=== Extract to read ===

Nicotine abuse and addiction represent a substantial burden to public health. Nicotine, an active alkaloid in tobacco, is responsible for addiction to tobacco-containing products such as cigars, cigarettes, and vaporized liquid e-cigarettes. Given the immense negative health impact of nicotine addiction as well as the recent surge in popularity of nicotine-containing e-cigarettes, there is a great need for innovative research on the neurobiological underpinnings of nicotine addiction and relapse. In 2009, federal regulation of nicotine content was established by the Family Smoking Prevention and Tobacco Control Act in the United States to reduce addiction to cigarette smoking. Specifically, reduction of nicotine content in tobacco products is a control strategy intended to decrease smoking dependence that reduces nicotine content over time (although not to zero), resulting in gradual reduction of intake and dependence. However, nicotine addiction and relapse rates remain high, and the ability of nicotine reduction strategies to effectively reduce tobacco and nicotine addiction is unknown. Our preliminary results illustrate the utility of an efficient and sensitive behavioral economics (BE) protocol for the examination of elasticity of nicotine demand and nicotine motivation. Importantly, this model utilizes a daily within-session nicotine dose-reduction protocol with conditioned cues associated with different doses of nicotine. These cues can then be used to evaluate cue-induced nicotine seeking to different doses to nicotine, as well as the neurobiological sequelae that occur in nicotine-motivated behavior. Nicotine produces cellular adaptations in brain regions associated with drug reward, such as the nucleus accumbens. However, the neurobehavioral mechanisms underlying nicotine relapse vulnerability are relatively unknown. Nucleus accumbens core (NAcore) glutamatergic mechanisms are involved in nicotine relapse, including rapid, transient increased synaptic strength (measured as increased AMPA currents from medium spiny neurons). In the proposed studies, we will determine if nicotine reduction strategy can inhibit cue-induced nicotine seeking as well as aberrant NAcore synaptic plasticity.

=== Task details ===
Translate this sentence from the passage on nicotine addiction into Spanish: "Nicotine produces cellular adaptations in brain regions associated with drug reward, such as the nucleus accumbens."

=== Material shown ===
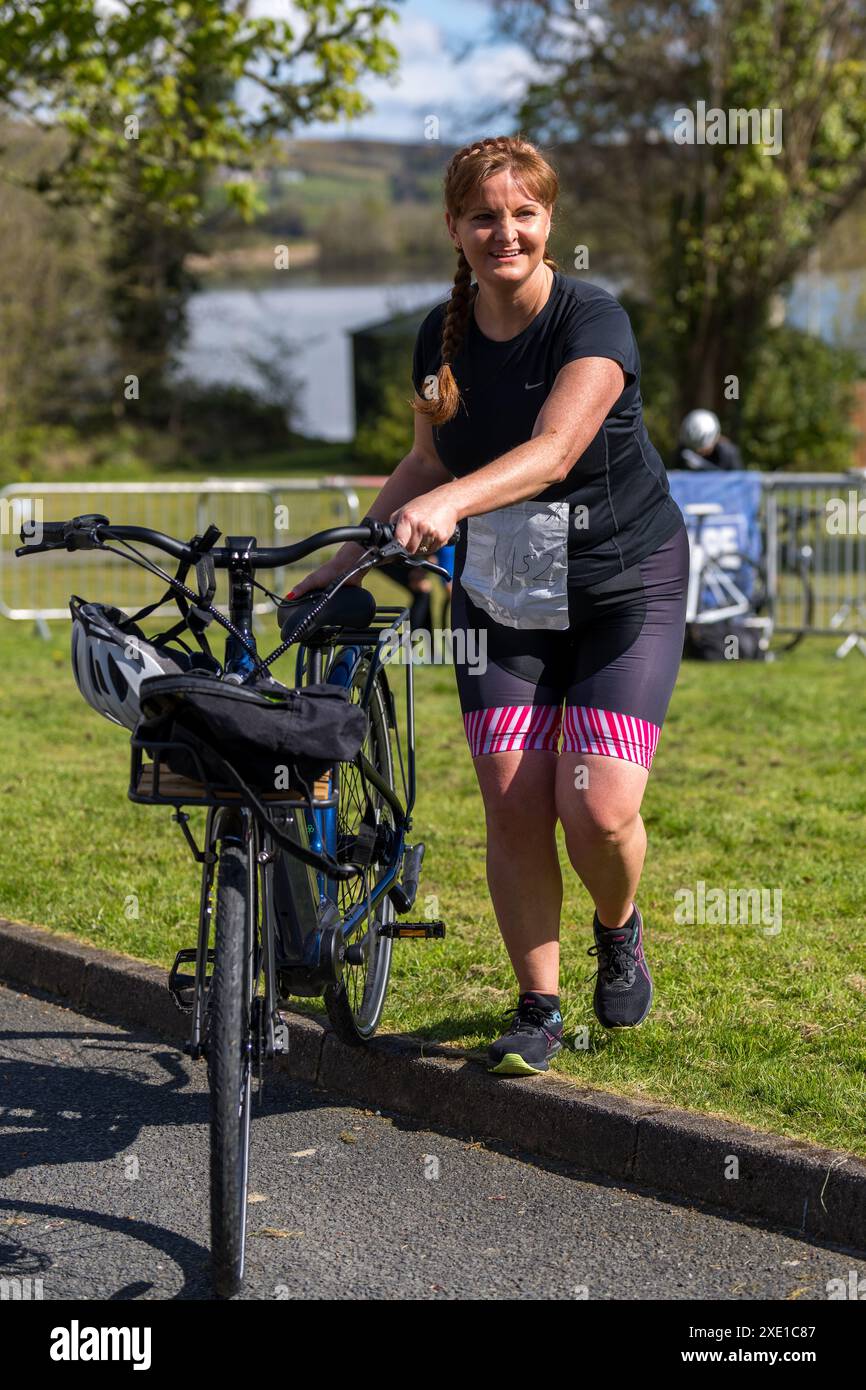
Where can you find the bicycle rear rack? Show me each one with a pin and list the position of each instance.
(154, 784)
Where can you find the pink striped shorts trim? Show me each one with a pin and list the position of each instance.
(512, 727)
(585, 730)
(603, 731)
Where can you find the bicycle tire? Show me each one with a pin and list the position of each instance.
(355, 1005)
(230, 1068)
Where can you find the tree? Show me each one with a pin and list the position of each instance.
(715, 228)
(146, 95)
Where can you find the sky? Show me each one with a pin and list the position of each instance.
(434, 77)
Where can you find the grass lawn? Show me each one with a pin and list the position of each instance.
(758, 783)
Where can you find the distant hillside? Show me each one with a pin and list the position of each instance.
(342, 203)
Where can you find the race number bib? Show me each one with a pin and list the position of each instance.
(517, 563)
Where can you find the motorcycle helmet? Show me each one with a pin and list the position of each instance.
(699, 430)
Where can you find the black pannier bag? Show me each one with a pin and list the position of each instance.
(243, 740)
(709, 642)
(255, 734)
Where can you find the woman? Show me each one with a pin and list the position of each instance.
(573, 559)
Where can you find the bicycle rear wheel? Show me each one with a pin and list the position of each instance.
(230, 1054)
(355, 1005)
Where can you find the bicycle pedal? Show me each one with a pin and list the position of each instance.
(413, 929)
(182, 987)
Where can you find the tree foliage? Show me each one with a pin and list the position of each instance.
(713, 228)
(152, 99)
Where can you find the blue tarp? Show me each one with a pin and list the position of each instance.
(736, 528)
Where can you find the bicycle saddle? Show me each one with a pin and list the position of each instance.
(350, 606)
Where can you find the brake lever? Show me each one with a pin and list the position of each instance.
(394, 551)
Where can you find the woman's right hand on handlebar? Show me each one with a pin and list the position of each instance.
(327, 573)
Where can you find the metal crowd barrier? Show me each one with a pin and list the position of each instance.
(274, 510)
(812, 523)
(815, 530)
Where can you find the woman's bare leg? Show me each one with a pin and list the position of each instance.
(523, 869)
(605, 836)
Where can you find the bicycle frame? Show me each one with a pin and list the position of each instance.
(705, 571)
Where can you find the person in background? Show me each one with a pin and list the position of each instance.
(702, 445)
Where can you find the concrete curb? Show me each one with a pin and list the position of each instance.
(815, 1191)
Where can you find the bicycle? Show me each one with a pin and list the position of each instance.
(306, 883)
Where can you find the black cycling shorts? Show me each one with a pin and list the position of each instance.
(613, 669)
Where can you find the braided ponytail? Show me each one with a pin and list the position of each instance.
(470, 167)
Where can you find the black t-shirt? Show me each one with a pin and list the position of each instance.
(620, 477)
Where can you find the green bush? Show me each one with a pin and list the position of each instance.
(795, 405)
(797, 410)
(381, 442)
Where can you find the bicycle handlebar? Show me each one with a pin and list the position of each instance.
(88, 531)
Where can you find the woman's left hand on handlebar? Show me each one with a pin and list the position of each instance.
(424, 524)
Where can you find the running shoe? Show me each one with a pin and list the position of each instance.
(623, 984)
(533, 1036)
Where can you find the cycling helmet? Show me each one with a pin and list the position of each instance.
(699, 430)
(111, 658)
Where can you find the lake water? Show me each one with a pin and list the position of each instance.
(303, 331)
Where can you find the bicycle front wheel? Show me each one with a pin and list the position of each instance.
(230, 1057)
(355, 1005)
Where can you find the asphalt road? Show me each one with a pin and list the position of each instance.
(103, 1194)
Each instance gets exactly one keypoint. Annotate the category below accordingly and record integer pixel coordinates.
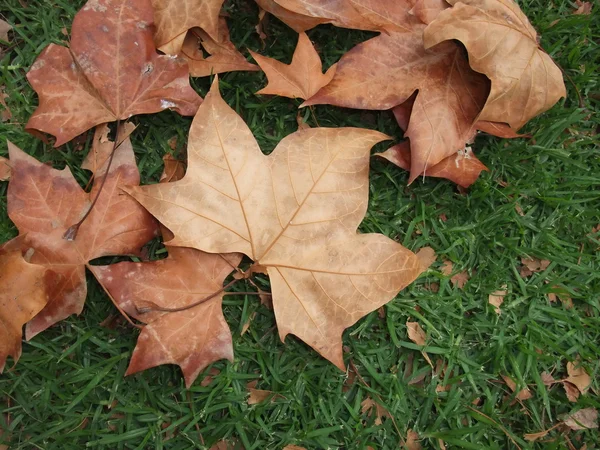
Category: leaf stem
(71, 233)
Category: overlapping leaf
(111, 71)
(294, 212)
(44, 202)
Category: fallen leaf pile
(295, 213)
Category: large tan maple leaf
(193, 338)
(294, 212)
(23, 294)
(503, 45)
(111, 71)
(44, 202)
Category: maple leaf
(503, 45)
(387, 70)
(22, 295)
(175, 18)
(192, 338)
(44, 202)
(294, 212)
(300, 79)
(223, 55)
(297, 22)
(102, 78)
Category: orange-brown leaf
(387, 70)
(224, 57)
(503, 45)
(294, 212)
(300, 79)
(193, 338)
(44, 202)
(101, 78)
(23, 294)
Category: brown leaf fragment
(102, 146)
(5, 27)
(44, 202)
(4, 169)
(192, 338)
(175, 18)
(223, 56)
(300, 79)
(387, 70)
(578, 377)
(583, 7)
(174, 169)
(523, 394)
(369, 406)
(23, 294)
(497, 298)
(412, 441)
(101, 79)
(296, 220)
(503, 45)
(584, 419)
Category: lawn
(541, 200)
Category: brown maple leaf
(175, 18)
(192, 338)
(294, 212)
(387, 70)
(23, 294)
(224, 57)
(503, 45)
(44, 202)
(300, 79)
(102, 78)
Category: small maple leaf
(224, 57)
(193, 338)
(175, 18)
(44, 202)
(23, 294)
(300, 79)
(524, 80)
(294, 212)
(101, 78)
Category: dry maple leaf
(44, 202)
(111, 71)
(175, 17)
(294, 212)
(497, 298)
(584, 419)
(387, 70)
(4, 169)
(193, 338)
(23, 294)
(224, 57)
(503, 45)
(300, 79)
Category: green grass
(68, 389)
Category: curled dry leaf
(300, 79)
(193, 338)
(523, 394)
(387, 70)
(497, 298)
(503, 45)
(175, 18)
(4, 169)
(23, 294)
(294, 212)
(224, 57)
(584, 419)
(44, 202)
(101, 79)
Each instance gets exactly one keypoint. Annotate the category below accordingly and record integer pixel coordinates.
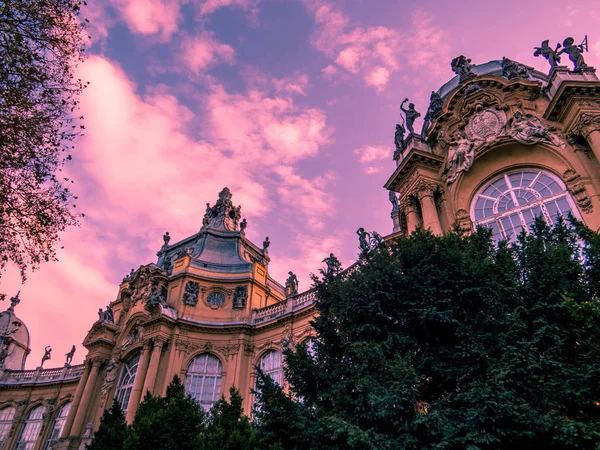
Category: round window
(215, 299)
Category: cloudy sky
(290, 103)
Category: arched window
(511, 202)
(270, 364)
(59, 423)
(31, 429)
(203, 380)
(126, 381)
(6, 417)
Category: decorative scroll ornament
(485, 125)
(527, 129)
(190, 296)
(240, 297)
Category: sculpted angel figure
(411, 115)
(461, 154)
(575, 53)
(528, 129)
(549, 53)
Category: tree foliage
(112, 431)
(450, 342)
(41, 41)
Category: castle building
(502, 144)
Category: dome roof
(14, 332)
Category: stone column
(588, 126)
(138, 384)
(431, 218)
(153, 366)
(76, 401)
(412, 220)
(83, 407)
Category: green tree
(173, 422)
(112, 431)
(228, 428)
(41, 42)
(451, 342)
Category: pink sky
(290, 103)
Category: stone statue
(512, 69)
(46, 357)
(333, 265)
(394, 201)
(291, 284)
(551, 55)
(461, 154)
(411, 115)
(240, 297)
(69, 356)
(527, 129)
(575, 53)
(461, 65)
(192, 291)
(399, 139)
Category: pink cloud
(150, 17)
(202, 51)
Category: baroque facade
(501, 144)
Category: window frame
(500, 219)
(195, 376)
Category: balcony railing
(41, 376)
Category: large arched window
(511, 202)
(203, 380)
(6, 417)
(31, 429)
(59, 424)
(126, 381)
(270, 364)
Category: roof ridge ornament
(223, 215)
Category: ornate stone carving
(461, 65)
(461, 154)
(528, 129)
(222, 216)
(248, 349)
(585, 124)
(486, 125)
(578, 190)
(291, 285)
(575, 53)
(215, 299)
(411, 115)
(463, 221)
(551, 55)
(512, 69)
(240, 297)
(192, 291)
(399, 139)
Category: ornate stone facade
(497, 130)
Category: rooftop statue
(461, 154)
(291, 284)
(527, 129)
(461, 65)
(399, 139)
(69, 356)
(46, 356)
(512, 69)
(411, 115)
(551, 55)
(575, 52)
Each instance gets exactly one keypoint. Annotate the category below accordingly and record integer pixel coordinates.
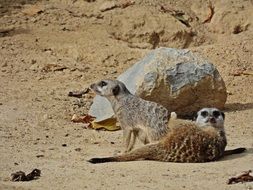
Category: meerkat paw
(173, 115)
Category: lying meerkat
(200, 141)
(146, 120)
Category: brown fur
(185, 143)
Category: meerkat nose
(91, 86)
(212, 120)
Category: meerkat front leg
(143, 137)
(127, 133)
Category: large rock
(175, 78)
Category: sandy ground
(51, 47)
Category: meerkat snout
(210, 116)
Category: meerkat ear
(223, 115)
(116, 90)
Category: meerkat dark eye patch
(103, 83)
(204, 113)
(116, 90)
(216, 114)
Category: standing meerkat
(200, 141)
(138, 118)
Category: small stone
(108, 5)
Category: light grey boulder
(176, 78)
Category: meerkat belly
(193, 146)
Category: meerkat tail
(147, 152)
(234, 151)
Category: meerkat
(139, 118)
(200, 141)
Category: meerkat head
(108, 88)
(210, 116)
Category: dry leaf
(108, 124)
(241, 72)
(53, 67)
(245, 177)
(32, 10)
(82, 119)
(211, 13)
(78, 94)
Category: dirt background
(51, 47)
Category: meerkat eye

=== Output for this exercise ===
La nicotina produce adaptaciones celulares en regiones cerebrales asociadas con la recompensa de las drogas, como el núcleo accumbens.